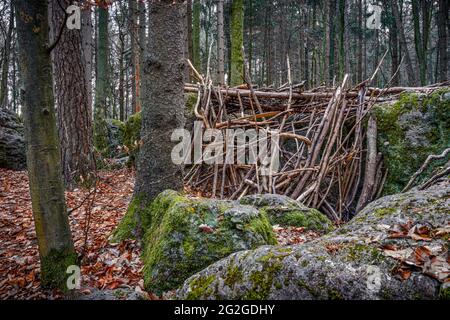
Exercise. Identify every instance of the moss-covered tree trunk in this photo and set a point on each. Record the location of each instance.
(162, 103)
(220, 44)
(196, 34)
(56, 248)
(72, 96)
(101, 84)
(237, 41)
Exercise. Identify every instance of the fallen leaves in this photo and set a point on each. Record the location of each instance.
(105, 266)
(293, 235)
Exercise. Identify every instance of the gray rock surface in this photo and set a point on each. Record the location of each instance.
(352, 262)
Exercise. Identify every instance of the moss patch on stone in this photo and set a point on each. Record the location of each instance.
(410, 130)
(183, 235)
(54, 266)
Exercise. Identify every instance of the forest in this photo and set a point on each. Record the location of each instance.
(224, 150)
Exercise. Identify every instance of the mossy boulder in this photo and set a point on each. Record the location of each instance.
(409, 130)
(285, 211)
(131, 131)
(183, 235)
(348, 263)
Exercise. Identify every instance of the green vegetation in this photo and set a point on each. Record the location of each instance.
(410, 130)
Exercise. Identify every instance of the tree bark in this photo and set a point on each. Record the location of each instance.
(237, 41)
(101, 85)
(55, 243)
(163, 101)
(5, 62)
(71, 89)
(86, 34)
(196, 35)
(409, 67)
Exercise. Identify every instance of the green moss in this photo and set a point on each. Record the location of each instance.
(405, 144)
(444, 293)
(200, 287)
(383, 212)
(54, 266)
(363, 252)
(233, 276)
(302, 284)
(264, 280)
(262, 226)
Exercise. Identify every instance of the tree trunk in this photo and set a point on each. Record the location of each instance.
(73, 109)
(220, 43)
(398, 20)
(163, 102)
(237, 41)
(442, 21)
(5, 62)
(86, 34)
(101, 85)
(196, 35)
(341, 39)
(56, 249)
(331, 52)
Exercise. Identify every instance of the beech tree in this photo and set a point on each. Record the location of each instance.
(162, 102)
(54, 238)
(72, 96)
(237, 41)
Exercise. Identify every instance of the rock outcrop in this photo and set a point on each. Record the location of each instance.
(183, 235)
(409, 130)
(12, 142)
(396, 248)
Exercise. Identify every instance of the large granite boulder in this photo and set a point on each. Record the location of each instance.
(183, 235)
(409, 130)
(12, 142)
(396, 248)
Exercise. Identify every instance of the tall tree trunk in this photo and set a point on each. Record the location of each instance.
(163, 102)
(442, 21)
(86, 34)
(56, 249)
(220, 43)
(360, 41)
(398, 20)
(196, 34)
(237, 41)
(134, 43)
(101, 85)
(73, 109)
(5, 62)
(341, 38)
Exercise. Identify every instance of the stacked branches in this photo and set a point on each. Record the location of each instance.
(327, 146)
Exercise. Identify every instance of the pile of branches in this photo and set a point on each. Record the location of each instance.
(328, 155)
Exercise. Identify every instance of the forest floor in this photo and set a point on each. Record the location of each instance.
(105, 265)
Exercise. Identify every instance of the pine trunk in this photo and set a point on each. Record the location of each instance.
(54, 238)
(237, 41)
(71, 90)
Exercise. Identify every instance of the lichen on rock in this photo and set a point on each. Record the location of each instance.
(409, 130)
(285, 211)
(349, 263)
(182, 235)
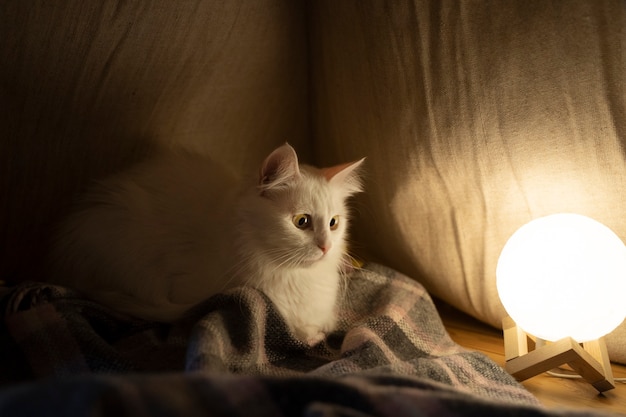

### Required task
Transcribe the lines verbatim, starting with the line containing "Exercise. Identify every instance of the tall" and continuing through the last line, both ends included. Leave the pictures out.

### Exercise solution
Exercise. Identify every instance of the tall tree trunk in this photo and set a point on each. Record the location of each instance.
(163, 102)
(442, 21)
(86, 34)
(56, 249)
(220, 43)
(360, 41)
(398, 20)
(196, 34)
(237, 41)
(134, 43)
(101, 85)
(73, 109)
(5, 62)
(341, 38)
Exercise. Identify every instance of the stacked branches in this photo and set a point on each. Record the location of each instance.
(327, 146)
Exercise. Identify every instance of the pile of branches in this photo and set a point on each. Record the location of each instance.
(328, 155)
Exercise. Identify every instance of the forest floor in this photo and set a point on each. Record the location of each instance.
(105, 265)
Exercise. Identify every instance of the pine trunk in this photo and set a point on each. Record the location of each instance.
(54, 238)
(237, 41)
(71, 90)
Exercise. Identify every instance of the lichen on rock in this photo and set a point on each. Record the location of each instance.
(409, 130)
(285, 211)
(349, 263)
(182, 235)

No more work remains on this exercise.